## Begin RECORDS SUPPLIED

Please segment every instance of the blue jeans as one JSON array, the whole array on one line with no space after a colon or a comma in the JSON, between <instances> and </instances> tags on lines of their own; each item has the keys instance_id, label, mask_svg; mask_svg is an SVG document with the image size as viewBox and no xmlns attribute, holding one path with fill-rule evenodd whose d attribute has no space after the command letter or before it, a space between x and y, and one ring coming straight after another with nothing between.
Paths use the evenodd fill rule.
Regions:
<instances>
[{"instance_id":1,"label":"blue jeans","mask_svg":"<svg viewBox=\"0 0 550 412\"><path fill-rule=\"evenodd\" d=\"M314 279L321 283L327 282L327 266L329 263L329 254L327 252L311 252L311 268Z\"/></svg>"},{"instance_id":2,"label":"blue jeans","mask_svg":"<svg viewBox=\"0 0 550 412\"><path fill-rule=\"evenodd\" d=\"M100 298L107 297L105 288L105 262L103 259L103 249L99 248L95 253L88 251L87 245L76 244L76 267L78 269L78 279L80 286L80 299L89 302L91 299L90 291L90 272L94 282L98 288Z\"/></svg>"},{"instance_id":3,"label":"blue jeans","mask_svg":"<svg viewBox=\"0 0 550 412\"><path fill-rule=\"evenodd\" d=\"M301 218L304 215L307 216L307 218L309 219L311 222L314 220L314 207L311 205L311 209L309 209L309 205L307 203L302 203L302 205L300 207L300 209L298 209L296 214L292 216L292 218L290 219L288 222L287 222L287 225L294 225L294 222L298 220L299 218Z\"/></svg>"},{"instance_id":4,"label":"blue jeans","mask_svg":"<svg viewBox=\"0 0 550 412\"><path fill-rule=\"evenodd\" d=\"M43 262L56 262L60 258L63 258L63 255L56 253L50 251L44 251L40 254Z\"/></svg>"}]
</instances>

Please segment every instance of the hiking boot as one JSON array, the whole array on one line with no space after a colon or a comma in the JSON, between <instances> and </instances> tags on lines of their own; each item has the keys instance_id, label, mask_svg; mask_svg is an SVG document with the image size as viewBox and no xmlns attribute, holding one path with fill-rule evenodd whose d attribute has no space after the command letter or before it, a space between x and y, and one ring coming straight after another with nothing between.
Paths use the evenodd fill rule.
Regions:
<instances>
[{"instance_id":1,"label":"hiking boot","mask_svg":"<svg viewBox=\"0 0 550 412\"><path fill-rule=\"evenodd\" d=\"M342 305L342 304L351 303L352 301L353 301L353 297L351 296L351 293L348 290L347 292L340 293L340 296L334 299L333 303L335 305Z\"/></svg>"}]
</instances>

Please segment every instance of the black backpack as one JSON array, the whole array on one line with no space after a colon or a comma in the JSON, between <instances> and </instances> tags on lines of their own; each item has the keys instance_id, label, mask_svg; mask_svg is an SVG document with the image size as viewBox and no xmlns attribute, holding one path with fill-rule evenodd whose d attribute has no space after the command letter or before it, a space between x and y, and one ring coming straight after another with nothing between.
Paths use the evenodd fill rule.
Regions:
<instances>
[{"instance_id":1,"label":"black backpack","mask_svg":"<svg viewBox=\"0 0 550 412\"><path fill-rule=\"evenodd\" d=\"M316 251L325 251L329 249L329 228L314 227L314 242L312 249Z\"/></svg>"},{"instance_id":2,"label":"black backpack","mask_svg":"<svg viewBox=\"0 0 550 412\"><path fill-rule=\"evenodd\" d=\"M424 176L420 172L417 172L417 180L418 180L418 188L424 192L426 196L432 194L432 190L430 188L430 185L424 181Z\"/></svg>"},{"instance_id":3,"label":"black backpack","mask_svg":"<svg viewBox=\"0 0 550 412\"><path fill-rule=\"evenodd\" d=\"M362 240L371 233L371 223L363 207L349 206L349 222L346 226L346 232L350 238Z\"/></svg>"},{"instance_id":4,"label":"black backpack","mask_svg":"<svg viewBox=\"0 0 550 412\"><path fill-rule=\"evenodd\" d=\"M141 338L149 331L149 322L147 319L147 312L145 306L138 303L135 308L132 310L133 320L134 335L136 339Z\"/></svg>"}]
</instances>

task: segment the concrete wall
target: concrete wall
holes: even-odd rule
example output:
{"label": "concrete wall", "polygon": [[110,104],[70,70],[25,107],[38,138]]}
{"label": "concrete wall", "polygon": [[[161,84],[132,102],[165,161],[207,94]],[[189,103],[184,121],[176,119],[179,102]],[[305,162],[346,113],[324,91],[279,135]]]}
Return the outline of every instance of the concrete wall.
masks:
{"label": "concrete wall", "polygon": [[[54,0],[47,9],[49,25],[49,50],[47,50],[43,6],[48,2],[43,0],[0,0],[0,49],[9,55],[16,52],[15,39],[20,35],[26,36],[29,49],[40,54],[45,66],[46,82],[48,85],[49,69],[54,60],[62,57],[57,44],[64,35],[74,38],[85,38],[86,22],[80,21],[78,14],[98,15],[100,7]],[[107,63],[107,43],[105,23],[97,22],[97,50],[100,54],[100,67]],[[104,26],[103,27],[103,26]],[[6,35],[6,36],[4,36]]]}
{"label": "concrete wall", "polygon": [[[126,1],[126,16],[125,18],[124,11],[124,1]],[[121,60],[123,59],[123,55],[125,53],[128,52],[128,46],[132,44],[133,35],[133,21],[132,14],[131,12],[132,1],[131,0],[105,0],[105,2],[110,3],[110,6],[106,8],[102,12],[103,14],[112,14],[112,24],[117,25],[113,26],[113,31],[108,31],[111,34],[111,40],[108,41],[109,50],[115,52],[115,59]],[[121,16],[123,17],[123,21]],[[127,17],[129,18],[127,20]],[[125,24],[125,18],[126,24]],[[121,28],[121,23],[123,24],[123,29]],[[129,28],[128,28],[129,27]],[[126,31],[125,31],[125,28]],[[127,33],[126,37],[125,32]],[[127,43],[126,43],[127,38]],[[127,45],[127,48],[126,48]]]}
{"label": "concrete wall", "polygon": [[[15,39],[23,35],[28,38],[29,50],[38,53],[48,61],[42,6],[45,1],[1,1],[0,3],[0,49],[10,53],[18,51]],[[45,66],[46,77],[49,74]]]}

## End RECORDS SUPPLIED

Pull out every line in the items above that contains the string "image".

Please segment every instance of the blue jeans as one JSON array, the whole array on one line with no space after a colon or a comma in the JSON, between <instances> and </instances> tags on lines of their own; each item has the keys instance_id, label, mask_svg; mask_svg is an SVG document with the image size as viewBox and no xmlns attribute, holding one path with fill-rule evenodd whose d attribute has no space after the command letter or before it, a space between x and y, and one ring coming straight after another with nothing between.
Please segment every instance of the hiking boot as one JSON array, the whole array on one line with no space after a colon or a comma in the JSON, between <instances> and </instances> tags on lines of their own; each item has the keys instance_id, label, mask_svg; mask_svg is an SVG document with the image size as viewBox and no xmlns attribute, holding one path with fill-rule evenodd whose d attribute has no space after the command letter or before it, a space between x and y, and one ring coming straight after another with nothing between.
Please segment every instance of the black backpack as one JSON array, the whole array on one line with no space after a colon or a comma in the JSON, between <instances> and </instances> tags on lines of their own; each item has the keys instance_id, label, mask_svg; mask_svg is an SVG document with the image size as viewBox and no xmlns attribute, holding one path with fill-rule evenodd whose d attribute has no space after the command letter or before it, a space between x and y, and one ring coming straight after another with nothing between.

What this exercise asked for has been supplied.